DOCUMENT TEXT:
****************************************

Many people who actually work with JSON don’t think in terms of data items, but in terms of members (entries of a map, i.e. key/value pairs).  Because JSON values are data items and members cannot exist outside a map, this creates a need to wrap those members into maps, and to unwrap them again what talking about them as members.

See https://ietf-wg-asdf.github.io/SDF/sdf.html#name-sdfchoice for an example how that thinking looks like in practice (yes, I wrote that, fully cognizant of the dissonance).

But that prevalent thinking does not have to be reflected here, and I’m proposing a change in the PR.

> Three.  "Where a JSONPath processor uses JSONPath expressions as
> output paths, these will always be converted to the more general
> bracket-notation."

Fixed in PR.

> For output paths, Goessner uses the term "normalized path
> expressions", which should be unambiguously defined. For uniqueness,
> in addition to avoiding dot-notation, there would need to be other
> restrictions, including avoiding the descendant operator .., and
> filters.
> 
> Four. "The symbol @ is used for the current object."

Fixed in PR.

****************************************

WHAT THIS EXERCISE ASKS:
(a) List every restriction that the JSONPath discussion says output paths would need in order to be unique.
(b) Carry on the JSONPath discussion from its last line.
The material after this point stands on its own and is not part of the JSONPath discussion.

DATASET ENTRIES:
****************************************

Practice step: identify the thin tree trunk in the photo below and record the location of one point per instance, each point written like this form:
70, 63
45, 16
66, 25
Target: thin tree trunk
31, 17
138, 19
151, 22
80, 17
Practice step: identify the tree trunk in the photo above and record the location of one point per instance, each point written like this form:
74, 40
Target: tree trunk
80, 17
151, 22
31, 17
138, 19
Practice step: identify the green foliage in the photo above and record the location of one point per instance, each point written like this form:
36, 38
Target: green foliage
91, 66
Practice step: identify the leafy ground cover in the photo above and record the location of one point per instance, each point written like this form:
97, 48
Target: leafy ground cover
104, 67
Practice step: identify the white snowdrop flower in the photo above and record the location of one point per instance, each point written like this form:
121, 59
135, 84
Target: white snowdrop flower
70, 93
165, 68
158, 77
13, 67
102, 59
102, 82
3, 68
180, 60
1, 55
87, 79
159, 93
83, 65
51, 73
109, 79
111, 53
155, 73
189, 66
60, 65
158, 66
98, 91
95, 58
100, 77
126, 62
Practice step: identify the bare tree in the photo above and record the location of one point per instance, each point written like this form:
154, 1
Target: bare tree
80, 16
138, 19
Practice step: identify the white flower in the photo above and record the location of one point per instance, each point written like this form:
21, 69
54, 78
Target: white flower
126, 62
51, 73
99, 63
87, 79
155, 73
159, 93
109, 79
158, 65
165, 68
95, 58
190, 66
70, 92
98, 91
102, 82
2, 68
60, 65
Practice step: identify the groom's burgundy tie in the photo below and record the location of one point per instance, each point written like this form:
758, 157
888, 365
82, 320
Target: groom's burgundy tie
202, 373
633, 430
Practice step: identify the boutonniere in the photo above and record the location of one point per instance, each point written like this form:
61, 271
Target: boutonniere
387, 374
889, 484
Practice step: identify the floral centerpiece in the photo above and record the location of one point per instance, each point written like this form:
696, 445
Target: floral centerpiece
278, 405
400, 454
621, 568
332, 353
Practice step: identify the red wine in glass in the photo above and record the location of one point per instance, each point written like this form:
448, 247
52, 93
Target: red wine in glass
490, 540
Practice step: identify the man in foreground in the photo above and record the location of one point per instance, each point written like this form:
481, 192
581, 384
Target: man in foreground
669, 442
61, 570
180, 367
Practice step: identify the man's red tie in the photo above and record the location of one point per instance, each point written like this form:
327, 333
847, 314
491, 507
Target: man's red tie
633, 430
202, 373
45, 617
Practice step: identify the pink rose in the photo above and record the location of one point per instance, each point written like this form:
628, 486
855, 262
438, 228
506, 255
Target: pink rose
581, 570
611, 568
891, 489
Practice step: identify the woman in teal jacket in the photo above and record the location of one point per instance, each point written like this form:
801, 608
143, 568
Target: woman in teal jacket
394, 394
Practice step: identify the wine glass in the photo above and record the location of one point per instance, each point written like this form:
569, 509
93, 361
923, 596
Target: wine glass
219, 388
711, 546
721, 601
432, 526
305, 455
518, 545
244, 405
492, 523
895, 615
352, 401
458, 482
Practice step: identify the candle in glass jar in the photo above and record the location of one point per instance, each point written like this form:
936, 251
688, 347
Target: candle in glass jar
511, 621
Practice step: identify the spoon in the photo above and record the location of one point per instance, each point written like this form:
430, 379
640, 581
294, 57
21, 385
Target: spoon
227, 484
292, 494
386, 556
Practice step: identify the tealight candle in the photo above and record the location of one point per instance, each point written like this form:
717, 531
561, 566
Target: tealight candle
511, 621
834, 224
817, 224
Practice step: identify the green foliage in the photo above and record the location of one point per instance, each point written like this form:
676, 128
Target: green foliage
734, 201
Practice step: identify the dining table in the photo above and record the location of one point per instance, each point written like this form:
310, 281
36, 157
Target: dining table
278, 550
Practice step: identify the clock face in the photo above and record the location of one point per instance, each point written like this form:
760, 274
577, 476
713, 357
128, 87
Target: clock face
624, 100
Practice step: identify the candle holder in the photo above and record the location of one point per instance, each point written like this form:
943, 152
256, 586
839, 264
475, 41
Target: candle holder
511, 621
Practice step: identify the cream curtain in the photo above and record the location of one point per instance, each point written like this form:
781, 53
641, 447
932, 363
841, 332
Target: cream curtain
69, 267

****************************************

RESULTS FOR EACH TASK:
(a)
- Avoiding dot-notation
- Avoiding the descendant operator ..
- Avoiding filters

(b)
> Only if you interpret "object" to mean _any_ JSON value. In the
> example above this sentence,
> 
> $.store.book[(@.length-1)].title
> 
> the symbol @ refers to a JSON array, with a JavaScript like property "length".
> 
> That arrays must support a JavaScript like property length is not
> explicitly stated in the draft, but is implied in two examples. This
> should be clarified. Not all implementations do, for example,
> implementations that support functions that can be invoked at the tail
> end of a path typically support a function call length() instead.

Defining .length is part of the outstanding work on the expression language.

> I also think the @ notation could be better explained, this particular
> reader struggled to understand what was meant by "current object" in
> original Goessner, and had to figure it out from examples.

Please send text.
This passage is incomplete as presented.